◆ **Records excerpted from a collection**

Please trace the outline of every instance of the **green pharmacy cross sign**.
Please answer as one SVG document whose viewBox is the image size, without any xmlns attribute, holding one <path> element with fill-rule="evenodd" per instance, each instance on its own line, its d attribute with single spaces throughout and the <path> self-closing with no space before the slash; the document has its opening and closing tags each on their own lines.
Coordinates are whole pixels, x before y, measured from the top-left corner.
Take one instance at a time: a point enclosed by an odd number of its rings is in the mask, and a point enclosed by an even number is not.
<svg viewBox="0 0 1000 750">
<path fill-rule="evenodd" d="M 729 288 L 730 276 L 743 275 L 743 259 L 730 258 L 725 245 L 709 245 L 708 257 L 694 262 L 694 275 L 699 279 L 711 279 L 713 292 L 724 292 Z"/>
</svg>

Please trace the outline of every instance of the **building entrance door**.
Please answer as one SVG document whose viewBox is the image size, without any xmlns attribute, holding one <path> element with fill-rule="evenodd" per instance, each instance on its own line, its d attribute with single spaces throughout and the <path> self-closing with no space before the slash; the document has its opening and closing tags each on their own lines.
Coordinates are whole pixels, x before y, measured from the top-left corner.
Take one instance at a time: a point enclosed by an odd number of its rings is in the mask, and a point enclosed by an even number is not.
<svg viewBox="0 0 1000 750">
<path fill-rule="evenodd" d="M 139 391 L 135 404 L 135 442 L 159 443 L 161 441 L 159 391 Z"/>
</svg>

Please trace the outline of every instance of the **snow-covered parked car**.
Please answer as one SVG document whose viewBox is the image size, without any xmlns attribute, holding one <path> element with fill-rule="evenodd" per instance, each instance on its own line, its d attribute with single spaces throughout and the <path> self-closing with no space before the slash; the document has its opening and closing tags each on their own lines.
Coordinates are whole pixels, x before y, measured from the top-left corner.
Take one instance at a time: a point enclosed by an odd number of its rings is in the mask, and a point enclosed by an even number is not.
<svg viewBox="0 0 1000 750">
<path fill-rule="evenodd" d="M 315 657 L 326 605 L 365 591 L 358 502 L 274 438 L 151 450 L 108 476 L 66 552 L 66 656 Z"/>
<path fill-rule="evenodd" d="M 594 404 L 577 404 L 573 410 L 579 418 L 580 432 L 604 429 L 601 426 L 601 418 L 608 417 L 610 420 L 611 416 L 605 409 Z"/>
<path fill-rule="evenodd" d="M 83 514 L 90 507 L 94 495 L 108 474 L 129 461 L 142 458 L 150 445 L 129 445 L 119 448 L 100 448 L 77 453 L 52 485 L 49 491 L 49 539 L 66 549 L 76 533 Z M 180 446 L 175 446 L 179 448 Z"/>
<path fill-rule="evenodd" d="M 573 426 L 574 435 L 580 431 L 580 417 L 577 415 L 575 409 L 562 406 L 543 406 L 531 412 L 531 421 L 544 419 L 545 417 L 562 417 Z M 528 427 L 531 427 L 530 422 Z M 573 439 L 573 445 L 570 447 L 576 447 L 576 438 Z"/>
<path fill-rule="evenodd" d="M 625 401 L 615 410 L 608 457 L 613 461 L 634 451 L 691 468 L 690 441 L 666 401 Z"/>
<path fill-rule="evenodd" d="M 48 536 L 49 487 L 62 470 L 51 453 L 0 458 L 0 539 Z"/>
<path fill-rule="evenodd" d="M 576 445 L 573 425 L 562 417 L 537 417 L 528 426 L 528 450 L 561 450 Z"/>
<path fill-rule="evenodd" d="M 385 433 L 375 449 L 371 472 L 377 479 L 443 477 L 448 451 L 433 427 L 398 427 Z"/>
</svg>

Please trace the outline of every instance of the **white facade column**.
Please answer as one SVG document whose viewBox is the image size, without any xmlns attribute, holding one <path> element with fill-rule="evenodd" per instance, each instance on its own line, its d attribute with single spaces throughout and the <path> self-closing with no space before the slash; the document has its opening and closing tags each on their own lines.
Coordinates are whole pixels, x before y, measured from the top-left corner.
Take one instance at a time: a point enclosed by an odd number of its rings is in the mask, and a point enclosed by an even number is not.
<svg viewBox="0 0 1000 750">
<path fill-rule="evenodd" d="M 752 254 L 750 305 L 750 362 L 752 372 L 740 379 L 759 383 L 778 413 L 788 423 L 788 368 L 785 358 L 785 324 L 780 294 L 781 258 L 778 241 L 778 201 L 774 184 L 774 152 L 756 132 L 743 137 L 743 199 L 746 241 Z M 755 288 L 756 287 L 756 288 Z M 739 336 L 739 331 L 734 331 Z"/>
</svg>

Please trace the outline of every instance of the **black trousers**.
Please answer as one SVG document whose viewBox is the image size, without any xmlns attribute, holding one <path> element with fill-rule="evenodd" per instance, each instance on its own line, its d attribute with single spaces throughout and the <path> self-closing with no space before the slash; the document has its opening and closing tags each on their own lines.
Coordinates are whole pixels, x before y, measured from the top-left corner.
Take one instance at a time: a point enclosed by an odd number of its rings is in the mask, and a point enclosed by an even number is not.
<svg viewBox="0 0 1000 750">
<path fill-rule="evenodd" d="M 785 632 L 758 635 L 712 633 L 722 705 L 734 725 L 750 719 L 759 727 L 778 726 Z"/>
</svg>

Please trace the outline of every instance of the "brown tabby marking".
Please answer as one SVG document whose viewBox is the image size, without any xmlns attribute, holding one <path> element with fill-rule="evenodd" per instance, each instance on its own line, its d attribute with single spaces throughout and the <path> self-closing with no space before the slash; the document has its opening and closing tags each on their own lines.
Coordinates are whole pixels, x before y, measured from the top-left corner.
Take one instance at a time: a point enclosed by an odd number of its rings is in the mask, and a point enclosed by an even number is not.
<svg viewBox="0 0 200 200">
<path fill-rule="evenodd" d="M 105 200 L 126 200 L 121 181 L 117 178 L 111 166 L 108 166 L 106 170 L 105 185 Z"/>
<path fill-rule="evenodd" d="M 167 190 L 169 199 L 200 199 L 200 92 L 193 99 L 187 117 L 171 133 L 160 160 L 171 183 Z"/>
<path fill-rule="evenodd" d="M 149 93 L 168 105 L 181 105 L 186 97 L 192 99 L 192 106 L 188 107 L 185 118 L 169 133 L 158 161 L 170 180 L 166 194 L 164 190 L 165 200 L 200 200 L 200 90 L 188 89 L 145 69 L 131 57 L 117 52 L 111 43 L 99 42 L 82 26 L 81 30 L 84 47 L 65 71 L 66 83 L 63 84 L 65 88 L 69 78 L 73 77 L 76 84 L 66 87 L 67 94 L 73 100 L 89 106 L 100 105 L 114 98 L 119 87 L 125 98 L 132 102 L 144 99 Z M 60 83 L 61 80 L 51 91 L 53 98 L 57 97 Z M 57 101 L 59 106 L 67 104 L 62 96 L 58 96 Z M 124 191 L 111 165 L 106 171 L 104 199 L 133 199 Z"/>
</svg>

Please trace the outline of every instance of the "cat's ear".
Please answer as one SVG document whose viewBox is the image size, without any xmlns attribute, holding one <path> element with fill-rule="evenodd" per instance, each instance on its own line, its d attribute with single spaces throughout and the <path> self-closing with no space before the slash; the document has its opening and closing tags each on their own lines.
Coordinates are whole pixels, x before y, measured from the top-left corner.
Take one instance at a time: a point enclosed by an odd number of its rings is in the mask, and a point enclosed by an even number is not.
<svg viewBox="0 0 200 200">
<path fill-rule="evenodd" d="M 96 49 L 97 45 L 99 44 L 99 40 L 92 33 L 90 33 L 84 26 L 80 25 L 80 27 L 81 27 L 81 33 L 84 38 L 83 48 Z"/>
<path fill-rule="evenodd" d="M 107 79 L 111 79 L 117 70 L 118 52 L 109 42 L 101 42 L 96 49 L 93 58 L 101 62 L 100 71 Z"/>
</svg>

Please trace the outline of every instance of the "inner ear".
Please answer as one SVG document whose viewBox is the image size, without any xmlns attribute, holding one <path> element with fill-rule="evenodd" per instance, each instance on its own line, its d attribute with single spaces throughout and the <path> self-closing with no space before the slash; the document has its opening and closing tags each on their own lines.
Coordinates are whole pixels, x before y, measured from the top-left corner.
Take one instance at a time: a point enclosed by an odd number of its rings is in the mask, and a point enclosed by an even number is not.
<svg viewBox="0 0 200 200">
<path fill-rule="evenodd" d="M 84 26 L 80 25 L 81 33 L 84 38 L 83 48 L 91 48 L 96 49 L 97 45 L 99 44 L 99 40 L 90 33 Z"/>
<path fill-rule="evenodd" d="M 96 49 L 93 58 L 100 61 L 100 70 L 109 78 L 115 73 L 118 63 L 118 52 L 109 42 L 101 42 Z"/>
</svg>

◆ **What you should do**
Wherever the string "every" appears in the entries, copy that line.

◆ **Answer to the problem**
Please trace the outline of every instance of the **green pharmacy cross sign**.
Please trace the outline of every instance of the **building entrance door**.
Please trace the outline of every instance of the **snow-covered parked car**.
Please trace the outline of every instance of the **white facade column**.
Please trace the outline of every instance of the **black trousers**.
Please trace the outline of every instance of the "brown tabby marking".
Please trace the outline of every instance of the "cat's ear".
Please trace the outline of every instance of the "inner ear".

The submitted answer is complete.